- Born: Matthew Owen Howard July 21, 1956 Chicago, Illinois
- Died: December 15, 2018 (aged 62)
- Education: Western Washington University University of Washington
- Known for: Inhalant abuse Mindfulness as a treatment for addiction
- Awards: Fellow of the American Academy of Social Work and Social Welfare since 2013
- Scientific career
- Fields: Social work
- Institutions: Washington University in St. Louis University of Michigan University of North Carolina at Chapel Hill
- Thesis: Chemical aversion treatment of alcohol dependence: Magnitude of conditioning and its relation to treatment outcome (1990)
- Doctoral advisor: Roger Roffman
- Doctoral students: Michael G. Vaughn

= Matthew O. Howard =

American professor (1956–2018)

Matthew Owen Howard (July 21, 1956 – December 15, 2018) was the Frank A. Daniels Distinguished Professor for Human Services Policy Information in the School of Social Work at the University of North Carolina at Chapel Hill, where he also served as the Associate Dean for Doctoral Education. He became a renowned expert in substance use disorders, particularly inhalant abuse, inert gas asphyxiation, and alcohol dependence among youth.

Howard authored nearly 400 publications, which includes more than 300 peer-reviewed articles, book reviews, editorials, government reports, and abstracts. In 2010, he was inducted as a member and fellow of the New York Academy of Medicine. Howard was recognized in 2016 as among the "top 40 social work researchers in the United States who contributed a 'high impact' on social and health issues".

Over the course of his career, Howard served on the editorial boards of nearly 60 academic journals, including appointments as the editor-in-chief of Journal of Addictive Diseases; the Social Work Research, the flagship journal of the National Association of Social Workers; North American editor for the British Journal of Social Work, a publication of the British Association of Social Workers; and associate editor of the Journal of Social Services Research. He was the editor-in-chief of the Journal of Addictive Diseases, as well as the North America editor of the British Journal of Social Work.

• [Records provided]
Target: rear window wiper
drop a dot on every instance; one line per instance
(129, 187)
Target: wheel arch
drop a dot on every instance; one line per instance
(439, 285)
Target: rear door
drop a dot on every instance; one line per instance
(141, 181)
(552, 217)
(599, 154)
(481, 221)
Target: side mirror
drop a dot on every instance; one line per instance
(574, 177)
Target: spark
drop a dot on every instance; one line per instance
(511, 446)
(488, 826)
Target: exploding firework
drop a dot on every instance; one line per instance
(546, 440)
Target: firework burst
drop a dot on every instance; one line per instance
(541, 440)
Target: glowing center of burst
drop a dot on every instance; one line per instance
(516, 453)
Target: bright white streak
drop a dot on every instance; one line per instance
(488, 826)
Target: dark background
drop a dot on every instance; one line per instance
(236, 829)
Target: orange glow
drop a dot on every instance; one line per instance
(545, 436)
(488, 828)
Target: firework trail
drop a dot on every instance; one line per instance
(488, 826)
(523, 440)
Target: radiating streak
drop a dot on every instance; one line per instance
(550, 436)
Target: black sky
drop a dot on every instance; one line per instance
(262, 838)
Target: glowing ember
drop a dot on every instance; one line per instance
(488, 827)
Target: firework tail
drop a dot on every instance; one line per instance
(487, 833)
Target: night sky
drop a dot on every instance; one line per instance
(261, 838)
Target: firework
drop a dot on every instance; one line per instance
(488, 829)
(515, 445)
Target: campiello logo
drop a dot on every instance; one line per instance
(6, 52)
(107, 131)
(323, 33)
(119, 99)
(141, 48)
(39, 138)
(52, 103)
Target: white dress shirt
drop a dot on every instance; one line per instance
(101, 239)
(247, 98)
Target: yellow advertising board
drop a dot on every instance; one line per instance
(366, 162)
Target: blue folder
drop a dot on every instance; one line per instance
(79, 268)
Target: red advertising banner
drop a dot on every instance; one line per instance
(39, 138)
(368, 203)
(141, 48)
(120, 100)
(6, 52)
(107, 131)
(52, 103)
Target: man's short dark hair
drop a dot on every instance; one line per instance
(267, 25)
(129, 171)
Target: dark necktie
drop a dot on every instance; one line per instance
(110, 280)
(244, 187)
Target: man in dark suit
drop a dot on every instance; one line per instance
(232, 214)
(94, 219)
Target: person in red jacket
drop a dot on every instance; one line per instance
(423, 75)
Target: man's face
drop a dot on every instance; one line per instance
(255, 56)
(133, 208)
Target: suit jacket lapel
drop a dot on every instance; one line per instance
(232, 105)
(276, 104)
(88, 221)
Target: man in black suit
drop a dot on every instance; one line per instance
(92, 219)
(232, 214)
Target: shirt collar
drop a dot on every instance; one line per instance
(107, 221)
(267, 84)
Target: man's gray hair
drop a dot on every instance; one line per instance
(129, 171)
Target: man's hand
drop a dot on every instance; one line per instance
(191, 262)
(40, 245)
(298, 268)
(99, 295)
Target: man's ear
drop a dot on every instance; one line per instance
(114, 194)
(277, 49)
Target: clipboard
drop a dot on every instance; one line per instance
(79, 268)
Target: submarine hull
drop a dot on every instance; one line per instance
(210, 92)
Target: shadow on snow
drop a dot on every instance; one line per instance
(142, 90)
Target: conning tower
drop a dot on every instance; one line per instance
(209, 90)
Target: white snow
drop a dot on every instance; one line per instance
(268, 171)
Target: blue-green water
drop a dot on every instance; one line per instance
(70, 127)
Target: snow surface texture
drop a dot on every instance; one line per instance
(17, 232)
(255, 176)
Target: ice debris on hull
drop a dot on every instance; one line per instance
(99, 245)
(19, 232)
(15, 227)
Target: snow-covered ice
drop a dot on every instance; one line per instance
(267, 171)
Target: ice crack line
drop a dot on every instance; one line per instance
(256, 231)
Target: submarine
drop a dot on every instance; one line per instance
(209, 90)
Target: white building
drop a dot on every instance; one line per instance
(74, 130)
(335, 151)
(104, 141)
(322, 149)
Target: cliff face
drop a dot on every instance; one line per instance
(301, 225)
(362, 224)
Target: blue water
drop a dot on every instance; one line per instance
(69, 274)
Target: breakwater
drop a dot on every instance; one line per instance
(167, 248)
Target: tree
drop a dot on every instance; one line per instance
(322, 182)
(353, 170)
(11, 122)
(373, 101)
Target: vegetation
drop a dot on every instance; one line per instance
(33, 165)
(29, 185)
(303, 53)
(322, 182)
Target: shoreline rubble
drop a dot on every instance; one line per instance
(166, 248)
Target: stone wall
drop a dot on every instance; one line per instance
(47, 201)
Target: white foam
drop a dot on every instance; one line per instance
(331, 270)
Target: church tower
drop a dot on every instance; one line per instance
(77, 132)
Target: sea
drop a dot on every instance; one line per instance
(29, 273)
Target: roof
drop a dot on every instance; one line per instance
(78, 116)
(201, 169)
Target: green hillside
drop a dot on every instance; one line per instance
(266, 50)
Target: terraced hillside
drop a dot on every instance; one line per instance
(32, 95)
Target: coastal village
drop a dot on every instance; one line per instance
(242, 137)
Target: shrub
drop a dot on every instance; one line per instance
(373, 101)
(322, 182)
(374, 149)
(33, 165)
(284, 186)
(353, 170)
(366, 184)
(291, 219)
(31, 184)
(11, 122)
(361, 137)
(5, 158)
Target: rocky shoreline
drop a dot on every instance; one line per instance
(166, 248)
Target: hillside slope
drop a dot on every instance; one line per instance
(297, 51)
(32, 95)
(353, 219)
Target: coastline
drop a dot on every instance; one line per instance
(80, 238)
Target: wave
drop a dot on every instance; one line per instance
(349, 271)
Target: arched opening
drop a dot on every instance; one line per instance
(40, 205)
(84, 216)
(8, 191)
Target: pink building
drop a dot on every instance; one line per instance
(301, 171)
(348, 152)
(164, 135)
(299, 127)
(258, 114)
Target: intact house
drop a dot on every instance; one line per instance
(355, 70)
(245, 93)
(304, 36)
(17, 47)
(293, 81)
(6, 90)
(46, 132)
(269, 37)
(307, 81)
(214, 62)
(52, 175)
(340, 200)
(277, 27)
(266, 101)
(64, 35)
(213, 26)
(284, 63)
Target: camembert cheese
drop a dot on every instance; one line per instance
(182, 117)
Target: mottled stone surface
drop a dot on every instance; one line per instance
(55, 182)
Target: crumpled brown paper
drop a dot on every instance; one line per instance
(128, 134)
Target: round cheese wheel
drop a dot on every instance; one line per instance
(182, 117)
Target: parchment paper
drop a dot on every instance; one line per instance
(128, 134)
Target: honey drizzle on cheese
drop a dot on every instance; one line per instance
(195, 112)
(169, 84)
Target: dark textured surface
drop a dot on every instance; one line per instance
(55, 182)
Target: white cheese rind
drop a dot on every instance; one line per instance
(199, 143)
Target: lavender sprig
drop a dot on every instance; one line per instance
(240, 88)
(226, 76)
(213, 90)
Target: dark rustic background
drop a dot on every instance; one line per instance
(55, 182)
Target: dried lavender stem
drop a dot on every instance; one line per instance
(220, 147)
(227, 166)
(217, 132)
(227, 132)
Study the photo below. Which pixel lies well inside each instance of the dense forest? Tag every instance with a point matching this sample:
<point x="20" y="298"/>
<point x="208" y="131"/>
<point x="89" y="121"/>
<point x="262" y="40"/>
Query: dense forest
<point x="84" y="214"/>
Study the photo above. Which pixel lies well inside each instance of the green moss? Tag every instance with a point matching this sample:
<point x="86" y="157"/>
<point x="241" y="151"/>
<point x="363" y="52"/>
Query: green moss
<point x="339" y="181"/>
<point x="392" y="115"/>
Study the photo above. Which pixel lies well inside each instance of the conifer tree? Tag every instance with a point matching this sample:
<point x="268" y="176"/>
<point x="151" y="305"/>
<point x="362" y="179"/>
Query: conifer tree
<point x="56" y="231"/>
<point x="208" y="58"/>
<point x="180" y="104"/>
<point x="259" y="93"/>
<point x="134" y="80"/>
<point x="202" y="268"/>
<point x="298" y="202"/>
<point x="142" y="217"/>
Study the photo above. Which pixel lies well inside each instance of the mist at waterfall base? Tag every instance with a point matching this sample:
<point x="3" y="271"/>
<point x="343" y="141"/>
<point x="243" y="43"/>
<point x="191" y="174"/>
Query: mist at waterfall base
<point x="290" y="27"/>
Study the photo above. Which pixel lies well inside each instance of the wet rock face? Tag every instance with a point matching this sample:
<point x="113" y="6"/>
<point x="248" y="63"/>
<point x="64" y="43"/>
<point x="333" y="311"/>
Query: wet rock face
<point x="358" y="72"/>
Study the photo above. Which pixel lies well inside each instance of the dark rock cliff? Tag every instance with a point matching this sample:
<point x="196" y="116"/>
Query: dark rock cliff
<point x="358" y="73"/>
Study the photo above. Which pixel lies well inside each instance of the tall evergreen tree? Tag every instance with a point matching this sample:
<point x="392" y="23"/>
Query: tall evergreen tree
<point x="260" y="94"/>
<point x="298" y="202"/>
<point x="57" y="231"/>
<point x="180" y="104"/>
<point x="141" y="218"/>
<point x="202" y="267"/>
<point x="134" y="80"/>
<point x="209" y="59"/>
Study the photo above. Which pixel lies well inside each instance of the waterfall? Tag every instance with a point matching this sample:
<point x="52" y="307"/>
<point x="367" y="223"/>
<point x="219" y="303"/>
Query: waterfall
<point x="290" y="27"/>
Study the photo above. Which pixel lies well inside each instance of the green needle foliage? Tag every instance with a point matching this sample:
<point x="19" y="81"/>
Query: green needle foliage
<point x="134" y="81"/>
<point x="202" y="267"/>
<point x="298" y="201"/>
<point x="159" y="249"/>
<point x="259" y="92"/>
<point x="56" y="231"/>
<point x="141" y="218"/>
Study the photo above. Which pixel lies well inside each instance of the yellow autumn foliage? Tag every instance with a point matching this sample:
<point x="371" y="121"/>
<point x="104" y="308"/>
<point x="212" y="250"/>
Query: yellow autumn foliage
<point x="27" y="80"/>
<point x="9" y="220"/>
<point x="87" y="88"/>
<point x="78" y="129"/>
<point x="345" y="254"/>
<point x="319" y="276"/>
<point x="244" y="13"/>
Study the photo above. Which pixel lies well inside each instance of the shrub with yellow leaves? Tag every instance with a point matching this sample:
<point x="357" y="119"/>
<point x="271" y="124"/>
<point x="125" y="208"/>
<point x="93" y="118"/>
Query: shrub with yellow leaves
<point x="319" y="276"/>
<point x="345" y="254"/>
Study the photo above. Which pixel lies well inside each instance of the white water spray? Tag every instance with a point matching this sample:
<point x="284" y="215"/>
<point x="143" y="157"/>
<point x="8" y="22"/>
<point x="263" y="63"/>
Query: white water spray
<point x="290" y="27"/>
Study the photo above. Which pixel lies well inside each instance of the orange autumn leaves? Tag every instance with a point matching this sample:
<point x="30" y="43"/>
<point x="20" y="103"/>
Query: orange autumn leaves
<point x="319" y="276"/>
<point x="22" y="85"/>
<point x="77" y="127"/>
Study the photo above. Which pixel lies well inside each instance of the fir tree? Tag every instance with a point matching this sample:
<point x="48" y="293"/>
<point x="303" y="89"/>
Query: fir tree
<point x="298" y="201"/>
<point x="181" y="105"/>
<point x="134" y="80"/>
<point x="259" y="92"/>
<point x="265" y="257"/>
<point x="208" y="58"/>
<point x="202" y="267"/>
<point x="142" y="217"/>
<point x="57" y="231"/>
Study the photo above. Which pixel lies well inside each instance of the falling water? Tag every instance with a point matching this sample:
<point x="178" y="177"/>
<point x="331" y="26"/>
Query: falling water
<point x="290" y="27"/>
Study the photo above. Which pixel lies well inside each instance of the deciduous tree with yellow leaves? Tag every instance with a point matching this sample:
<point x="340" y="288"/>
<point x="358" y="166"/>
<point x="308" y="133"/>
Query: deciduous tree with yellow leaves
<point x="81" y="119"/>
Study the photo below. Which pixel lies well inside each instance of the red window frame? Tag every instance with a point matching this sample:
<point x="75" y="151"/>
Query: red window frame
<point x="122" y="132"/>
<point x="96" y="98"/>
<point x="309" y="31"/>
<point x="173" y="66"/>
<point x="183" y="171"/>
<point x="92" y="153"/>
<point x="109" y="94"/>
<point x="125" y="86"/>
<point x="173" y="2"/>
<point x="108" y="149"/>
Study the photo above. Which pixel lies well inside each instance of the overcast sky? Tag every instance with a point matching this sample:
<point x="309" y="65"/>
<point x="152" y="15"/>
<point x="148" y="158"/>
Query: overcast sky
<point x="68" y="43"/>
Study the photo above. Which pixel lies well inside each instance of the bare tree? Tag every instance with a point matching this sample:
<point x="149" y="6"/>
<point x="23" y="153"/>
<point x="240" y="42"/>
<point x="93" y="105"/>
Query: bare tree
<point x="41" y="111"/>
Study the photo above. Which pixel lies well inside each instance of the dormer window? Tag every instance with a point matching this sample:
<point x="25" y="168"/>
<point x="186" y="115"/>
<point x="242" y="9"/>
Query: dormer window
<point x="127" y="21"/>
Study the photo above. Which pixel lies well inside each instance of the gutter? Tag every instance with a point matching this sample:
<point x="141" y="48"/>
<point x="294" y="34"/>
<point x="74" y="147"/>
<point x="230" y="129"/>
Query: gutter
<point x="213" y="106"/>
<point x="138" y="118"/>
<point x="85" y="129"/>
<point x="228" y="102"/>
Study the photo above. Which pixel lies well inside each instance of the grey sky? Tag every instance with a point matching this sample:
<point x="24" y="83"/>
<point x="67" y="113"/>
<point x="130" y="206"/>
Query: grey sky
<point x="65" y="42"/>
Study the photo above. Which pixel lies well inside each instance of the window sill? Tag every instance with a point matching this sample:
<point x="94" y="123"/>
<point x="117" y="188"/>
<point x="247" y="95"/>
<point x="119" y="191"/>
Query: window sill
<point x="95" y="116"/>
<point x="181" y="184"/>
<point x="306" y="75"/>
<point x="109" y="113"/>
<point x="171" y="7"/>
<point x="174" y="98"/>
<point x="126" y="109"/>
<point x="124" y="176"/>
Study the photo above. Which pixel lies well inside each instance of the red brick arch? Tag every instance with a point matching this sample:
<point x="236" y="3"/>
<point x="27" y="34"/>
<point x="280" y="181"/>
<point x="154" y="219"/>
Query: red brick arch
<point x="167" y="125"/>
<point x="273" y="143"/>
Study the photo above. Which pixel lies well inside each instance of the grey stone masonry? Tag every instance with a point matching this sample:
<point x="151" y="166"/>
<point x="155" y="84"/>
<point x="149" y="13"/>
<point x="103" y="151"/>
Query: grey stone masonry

• [Required tasks]
a) Say whether each statement below agrees with the biography of Matthew O. Howard. For each, answer yes or no and quote the words of the biography that decide it.
(i) Howard was inducted into the New York Academy of Medicine in 2010.
(ii) Howard's doctoral advisor was Michael G. Vaughn.
(iii) Howard authored more than 500 publications.
b) Reproduce the Howard biography word for word, starting with "Over the course" and going on through "of Social Work.".

• [Written answers]
a)
(i) Yes: "In 2010, he was inducted as a member and fellow of the New York Academy of Medicine."
(ii) No: "Doctoral advisor: Roger Roffman"
(iii) No: "Howard authored nearly 400 publications"

b)
Over the course of his career, Howard served on the editorial boards of nearly 60 academic journals, including appointments as the editor-in-chief of Journal of Addictive Diseases; the Social Work Research, the flagship journal of the National Association of Social Workers; North American editor for the British Journal of Social Work, a publication of the British Association of Social Workers; and associate editor of the Journal of Social Services Research. He was the editor-in-chief of the Journal of Addictive Diseases, as well as the North America editor of the British Journal of Social Work.